## TASKS FOR THIS EXERCISE
- 1) In the text on the transformer's results, what BLEU score did the Transformer big achieve on the WMT 2014 English-to-German task?
- 2) Carry on the text about the transformer's results and lasting impact from its final sentence.

## TEXT BLOCK
____________

Attention Is All You Need · Attention Is All You Need · 3 min read
Results and lasting impact
The transformer was not just a theoretical improvement. It set new state-of-the-art results on standard benchmarks while using less compute than the models it replaced. More significantly, it established an architectural foundation that every major language model since has built on.
BLEU scores

BLEU (Bilingual Evaluation Understudy) is a standard metric for translation quality. It measures how closely a model’s output matches human reference translations, on a scale where higher is better. On the WMT 2014 English-to-German task, the best prior model scored 26.0. The Transformer base scored 27.3 and the Transformer big scored 28.4, an improvement of 2.4 BLEU points over the previous best. Both transformer variants achieved these results with lower training cost than the models they outperformed.
Training cost

The paper reports training costs in floating point operations (FLOPs). The best prior models, including convolutional sequence-to-sequence architectures, required significantly more compute to reach lower BLEU scores. The Transformer base model used roughly one tenth the FLOPs of the strongest prior model. The Transformer big used more compute than the base model but still less than prior SOTA, while achieving the highest score. The result was a better accuracy-to-cost ratio than anything that preceded it.

____________

## INFORMATION SUPPLIED

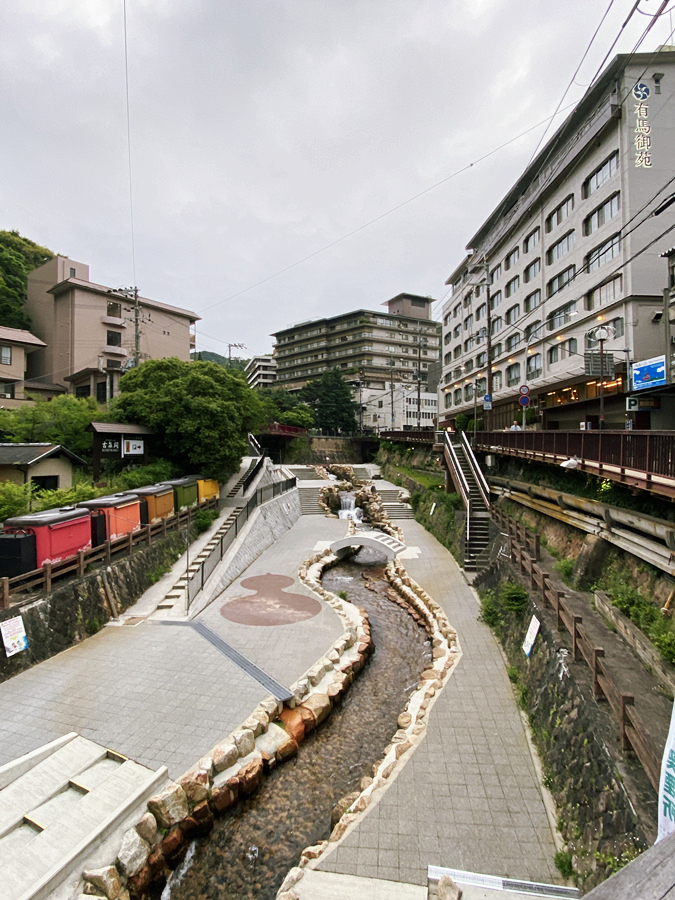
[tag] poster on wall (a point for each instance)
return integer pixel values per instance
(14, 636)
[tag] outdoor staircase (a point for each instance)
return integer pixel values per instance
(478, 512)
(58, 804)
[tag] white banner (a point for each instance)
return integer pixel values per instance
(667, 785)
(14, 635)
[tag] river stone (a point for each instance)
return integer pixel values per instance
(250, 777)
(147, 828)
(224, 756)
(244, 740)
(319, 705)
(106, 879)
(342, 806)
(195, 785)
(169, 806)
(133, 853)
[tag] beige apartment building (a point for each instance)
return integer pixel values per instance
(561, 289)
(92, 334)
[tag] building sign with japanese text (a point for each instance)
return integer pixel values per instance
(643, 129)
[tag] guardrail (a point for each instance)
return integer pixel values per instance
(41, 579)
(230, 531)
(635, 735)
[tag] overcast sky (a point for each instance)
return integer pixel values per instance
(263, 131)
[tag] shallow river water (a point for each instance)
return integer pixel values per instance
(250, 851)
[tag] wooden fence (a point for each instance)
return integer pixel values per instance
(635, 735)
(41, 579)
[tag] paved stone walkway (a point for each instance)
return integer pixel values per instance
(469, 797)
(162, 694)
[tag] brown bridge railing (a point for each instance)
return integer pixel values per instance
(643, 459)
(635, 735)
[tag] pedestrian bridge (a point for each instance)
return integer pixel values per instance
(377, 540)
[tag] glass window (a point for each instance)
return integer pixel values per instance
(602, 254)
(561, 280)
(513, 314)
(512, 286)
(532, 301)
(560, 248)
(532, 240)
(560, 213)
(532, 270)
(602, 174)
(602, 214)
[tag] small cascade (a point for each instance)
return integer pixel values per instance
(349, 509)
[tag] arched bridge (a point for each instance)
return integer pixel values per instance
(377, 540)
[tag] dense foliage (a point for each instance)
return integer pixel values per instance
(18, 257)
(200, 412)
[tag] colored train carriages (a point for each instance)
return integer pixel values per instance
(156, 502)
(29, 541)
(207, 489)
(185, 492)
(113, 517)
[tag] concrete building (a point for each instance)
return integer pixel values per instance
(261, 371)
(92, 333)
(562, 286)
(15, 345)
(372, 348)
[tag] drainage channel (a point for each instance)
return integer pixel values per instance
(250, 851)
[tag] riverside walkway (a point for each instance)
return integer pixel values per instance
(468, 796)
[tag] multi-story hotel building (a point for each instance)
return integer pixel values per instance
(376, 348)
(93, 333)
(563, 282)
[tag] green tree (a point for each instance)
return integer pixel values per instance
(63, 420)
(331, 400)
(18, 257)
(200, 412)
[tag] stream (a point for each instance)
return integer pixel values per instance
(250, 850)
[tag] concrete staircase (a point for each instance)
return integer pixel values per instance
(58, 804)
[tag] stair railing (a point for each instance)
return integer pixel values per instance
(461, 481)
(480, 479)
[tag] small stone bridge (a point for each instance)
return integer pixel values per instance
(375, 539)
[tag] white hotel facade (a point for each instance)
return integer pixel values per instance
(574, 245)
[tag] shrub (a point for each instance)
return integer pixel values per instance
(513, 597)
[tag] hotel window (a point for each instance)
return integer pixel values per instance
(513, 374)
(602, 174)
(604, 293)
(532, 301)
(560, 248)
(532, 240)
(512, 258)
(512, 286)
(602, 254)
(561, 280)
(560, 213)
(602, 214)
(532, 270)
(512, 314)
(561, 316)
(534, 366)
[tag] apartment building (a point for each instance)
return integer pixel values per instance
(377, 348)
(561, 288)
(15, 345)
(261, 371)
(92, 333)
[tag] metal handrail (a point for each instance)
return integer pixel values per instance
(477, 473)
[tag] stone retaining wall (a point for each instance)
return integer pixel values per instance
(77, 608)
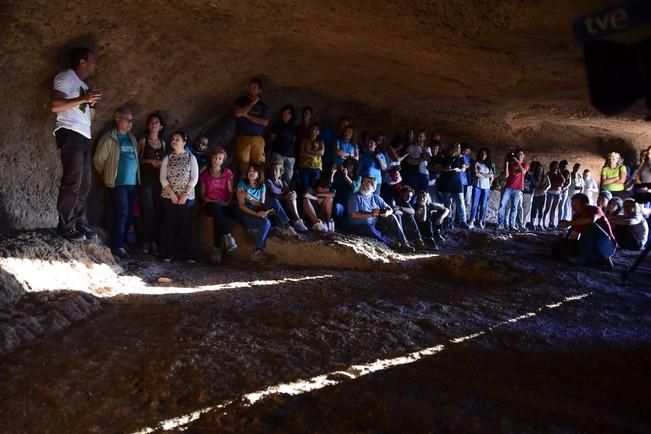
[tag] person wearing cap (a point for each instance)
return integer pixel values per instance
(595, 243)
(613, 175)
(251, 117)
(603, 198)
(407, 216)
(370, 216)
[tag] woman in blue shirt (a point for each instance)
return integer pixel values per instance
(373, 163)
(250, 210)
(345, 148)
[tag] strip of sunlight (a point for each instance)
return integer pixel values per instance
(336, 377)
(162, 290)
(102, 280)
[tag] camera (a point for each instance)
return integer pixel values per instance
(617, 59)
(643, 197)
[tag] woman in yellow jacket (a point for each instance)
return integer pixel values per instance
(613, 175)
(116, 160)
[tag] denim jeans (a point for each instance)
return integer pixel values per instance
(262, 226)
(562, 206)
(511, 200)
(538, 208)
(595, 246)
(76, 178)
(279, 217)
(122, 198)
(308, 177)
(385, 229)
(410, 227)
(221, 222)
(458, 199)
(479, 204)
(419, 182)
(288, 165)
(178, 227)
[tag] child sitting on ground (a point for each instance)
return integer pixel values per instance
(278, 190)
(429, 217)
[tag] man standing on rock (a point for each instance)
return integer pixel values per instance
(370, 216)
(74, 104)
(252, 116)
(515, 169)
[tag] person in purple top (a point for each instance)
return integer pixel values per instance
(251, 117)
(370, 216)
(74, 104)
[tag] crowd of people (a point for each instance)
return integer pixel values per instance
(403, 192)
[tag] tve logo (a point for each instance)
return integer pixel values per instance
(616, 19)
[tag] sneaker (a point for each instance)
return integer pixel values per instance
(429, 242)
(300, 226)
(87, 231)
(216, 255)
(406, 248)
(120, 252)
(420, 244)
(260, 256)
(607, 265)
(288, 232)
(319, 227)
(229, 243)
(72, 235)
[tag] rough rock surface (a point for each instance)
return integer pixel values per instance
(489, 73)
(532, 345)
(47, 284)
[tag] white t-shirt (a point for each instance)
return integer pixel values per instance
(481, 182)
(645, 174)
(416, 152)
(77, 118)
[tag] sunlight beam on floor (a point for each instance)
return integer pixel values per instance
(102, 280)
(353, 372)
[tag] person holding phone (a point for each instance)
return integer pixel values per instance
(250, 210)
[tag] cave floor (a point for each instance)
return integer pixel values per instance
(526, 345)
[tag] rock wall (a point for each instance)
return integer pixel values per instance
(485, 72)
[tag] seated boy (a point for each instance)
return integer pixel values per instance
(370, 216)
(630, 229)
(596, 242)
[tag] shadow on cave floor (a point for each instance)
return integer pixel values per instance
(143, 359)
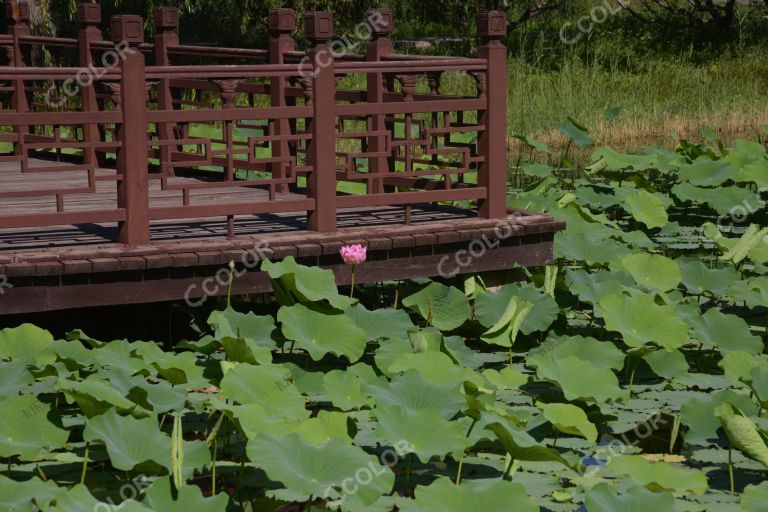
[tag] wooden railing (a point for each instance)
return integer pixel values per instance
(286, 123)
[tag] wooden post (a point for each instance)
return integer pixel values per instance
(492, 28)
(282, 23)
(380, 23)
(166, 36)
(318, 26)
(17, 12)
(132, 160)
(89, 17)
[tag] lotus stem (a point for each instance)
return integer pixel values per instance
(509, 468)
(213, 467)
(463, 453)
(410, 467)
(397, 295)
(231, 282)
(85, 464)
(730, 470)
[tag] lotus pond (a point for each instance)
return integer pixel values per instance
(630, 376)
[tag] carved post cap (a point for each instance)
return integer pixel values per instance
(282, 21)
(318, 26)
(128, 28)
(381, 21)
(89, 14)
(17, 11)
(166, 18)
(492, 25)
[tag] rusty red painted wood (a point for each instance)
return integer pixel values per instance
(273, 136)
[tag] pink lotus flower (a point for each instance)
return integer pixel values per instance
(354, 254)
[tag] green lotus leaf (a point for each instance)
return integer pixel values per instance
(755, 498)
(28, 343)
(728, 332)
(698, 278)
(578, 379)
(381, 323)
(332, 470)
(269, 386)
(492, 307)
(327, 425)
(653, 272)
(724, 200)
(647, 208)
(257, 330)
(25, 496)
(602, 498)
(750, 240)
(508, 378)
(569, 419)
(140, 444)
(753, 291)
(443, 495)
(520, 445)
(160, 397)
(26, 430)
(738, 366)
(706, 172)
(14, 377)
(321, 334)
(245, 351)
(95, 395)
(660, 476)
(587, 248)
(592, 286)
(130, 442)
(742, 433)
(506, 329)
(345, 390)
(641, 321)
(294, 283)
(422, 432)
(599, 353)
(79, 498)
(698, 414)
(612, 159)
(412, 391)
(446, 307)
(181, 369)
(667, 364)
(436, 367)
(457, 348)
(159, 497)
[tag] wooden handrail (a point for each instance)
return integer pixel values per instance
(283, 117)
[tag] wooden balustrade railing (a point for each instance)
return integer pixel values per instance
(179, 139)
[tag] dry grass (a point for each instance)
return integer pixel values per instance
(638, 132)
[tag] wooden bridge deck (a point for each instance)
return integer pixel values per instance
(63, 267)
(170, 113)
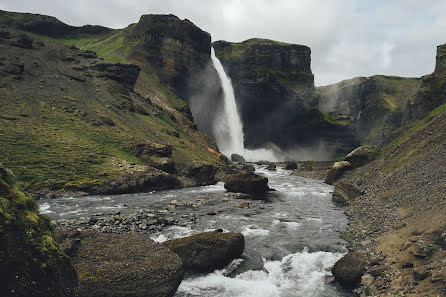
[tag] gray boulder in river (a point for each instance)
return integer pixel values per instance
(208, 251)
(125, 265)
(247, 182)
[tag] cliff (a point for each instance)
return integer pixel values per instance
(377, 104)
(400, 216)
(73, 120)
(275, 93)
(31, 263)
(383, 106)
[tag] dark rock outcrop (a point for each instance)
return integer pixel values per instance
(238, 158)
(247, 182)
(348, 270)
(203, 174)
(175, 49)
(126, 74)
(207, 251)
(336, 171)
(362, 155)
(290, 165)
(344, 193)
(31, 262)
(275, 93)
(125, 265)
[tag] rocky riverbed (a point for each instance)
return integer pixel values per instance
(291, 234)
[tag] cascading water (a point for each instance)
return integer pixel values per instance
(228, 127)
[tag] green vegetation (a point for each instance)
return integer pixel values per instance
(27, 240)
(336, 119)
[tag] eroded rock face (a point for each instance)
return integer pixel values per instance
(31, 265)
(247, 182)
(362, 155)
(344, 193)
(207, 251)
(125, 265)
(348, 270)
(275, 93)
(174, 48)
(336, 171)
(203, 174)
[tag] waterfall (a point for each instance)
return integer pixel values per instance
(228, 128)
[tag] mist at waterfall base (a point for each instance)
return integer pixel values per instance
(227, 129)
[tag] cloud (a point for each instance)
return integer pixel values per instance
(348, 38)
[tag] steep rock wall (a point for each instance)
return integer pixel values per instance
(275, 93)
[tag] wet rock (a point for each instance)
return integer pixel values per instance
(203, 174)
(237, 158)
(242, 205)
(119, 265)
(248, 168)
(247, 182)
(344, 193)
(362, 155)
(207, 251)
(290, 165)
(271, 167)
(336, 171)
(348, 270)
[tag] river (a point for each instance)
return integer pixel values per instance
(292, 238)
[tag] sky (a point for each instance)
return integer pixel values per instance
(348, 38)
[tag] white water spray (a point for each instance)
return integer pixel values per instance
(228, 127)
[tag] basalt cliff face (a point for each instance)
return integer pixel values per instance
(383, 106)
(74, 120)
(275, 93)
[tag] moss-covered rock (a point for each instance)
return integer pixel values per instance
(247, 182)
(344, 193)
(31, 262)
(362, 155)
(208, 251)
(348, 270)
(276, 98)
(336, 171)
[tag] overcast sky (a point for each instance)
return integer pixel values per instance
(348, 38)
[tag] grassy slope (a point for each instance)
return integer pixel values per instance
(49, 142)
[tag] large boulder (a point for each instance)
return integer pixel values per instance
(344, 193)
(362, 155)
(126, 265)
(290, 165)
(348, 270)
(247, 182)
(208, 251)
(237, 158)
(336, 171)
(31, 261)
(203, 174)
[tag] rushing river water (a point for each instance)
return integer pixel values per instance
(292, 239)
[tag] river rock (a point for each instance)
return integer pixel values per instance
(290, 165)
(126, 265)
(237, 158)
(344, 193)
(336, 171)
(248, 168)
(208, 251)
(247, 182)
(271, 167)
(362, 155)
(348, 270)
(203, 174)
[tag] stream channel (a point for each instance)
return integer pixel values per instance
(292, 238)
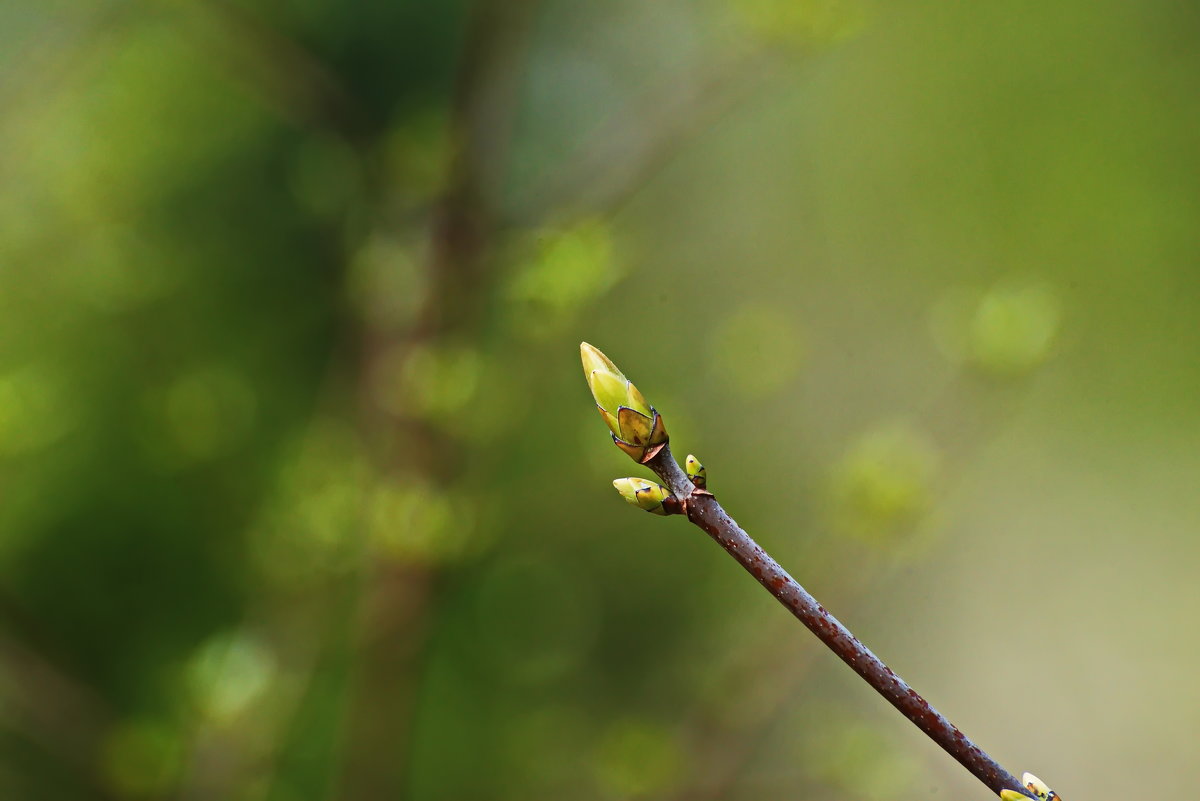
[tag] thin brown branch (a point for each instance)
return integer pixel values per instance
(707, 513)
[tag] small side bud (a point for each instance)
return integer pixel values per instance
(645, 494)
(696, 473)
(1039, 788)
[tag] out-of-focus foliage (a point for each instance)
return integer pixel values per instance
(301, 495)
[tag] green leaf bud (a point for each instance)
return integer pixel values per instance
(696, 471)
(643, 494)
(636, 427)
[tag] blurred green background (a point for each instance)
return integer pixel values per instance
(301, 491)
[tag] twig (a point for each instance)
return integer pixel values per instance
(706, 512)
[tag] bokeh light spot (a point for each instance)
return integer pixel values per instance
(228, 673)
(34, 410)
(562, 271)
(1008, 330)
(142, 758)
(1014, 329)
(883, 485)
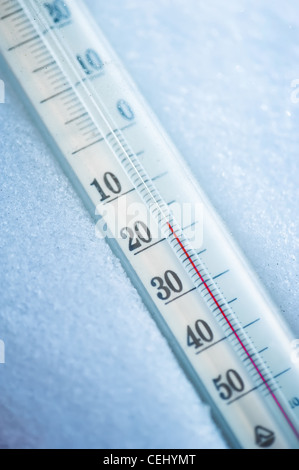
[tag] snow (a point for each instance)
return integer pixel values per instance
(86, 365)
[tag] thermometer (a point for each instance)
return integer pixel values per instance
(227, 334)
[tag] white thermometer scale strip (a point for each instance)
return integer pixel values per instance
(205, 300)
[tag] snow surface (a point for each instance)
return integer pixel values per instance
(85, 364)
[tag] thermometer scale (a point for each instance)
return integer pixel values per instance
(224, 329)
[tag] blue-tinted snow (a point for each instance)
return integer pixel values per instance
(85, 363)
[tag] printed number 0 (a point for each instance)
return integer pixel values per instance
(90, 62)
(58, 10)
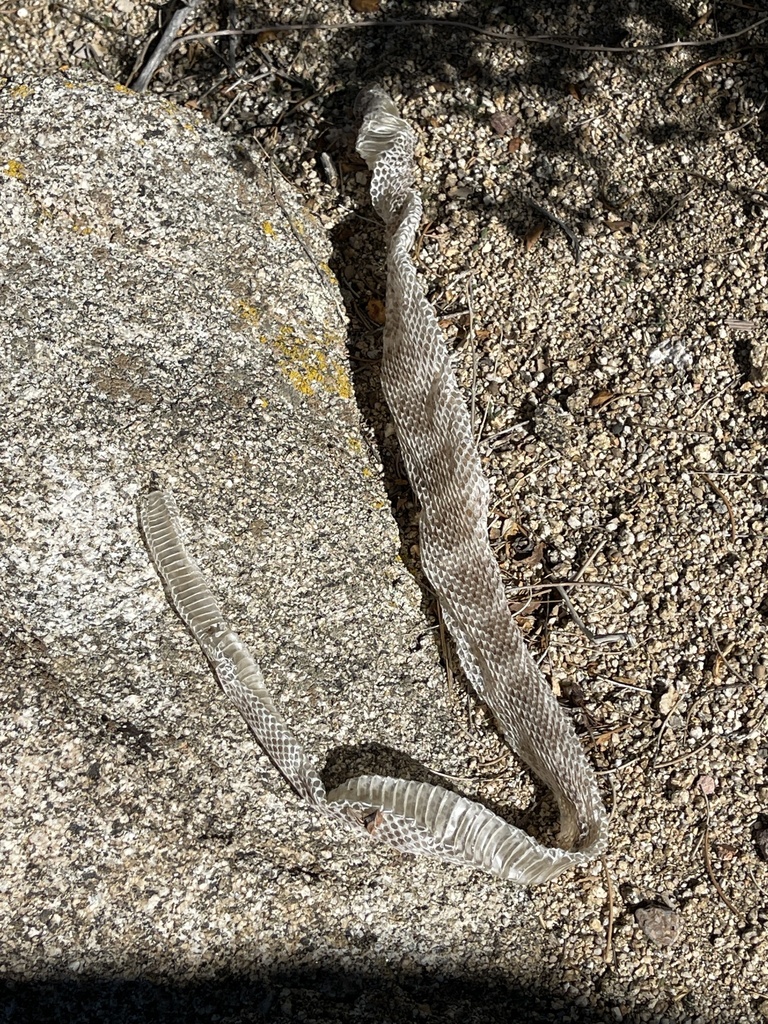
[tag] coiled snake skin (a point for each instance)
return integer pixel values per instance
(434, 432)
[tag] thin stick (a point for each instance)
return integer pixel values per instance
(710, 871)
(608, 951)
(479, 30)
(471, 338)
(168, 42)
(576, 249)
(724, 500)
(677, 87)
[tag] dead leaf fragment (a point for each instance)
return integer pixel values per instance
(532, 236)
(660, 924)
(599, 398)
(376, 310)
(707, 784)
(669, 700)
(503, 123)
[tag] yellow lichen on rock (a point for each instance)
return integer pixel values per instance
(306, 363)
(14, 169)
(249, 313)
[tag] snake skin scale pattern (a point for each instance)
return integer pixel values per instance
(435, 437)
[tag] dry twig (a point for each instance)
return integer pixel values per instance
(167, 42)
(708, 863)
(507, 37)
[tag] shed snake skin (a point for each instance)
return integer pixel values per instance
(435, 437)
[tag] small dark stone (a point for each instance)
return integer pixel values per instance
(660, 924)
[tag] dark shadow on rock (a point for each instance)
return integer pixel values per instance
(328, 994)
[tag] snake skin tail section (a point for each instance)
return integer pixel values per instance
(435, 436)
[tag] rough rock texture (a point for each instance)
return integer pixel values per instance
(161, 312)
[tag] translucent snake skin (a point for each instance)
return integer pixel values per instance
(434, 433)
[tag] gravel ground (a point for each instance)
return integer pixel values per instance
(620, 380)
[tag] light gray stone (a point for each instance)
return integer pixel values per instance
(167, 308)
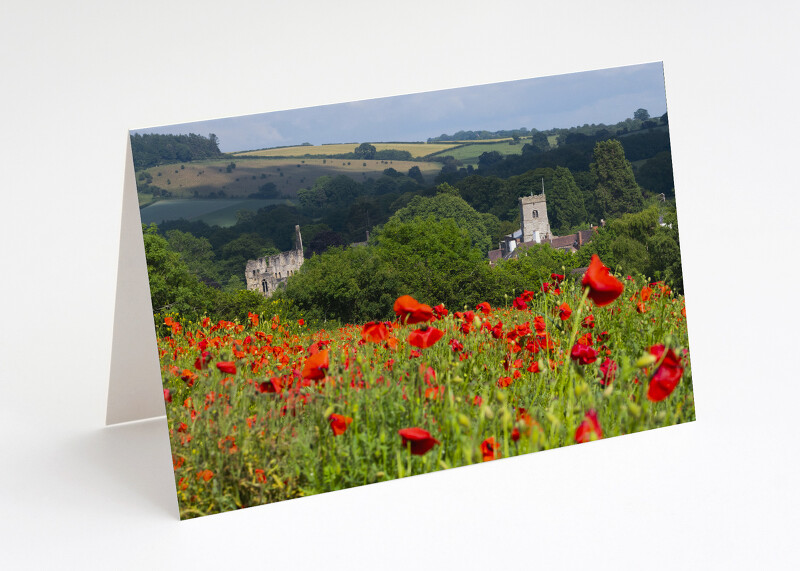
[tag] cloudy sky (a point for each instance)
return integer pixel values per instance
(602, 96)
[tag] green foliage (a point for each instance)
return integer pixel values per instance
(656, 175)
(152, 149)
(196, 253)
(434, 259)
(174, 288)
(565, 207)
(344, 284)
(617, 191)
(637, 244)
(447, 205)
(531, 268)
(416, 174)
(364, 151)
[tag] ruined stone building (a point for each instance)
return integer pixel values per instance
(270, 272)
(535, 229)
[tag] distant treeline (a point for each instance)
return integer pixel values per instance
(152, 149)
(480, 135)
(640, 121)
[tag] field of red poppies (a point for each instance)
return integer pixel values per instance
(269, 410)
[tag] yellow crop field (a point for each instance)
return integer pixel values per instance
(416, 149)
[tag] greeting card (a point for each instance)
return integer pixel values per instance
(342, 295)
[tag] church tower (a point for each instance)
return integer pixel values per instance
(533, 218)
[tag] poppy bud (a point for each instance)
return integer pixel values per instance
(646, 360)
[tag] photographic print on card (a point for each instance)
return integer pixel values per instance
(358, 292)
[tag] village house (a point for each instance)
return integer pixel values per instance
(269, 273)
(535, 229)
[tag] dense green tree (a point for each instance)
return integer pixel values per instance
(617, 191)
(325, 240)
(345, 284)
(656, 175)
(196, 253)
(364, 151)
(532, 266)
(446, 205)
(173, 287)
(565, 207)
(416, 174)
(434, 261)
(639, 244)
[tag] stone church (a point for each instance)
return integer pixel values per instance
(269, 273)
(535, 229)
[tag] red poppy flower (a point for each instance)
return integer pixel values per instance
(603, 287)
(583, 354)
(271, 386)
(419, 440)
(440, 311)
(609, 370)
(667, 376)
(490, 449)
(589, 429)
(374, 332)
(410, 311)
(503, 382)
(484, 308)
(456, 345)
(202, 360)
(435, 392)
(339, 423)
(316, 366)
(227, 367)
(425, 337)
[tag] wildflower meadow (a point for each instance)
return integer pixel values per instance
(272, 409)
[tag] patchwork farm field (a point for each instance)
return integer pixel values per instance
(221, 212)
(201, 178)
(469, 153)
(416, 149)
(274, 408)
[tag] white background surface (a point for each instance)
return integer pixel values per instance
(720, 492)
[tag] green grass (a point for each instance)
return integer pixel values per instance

____________

## SOLVED PROBLEMS
- 1) 28.4

- 2)
What the transformer unlocked

The transformer’s influence extended far beyond translation. Within a year, BERT (2018) applied the encoder stack to language understanding tasks, and GPT (2018) applied the decoder stack to text generation. T5 (2019) unified both directions under a text-to-text framework. The Vision Transformer (2020) showed that the same architecture could process images by treating patches as tokens. Every large language model in use today, including GPT-4, Claude, and Gemini, is a direct descendant of the architecture introduced in this paper. The core components, attention, residual connections, layer normalization, and feed-forward layers, remain essentially unchanged.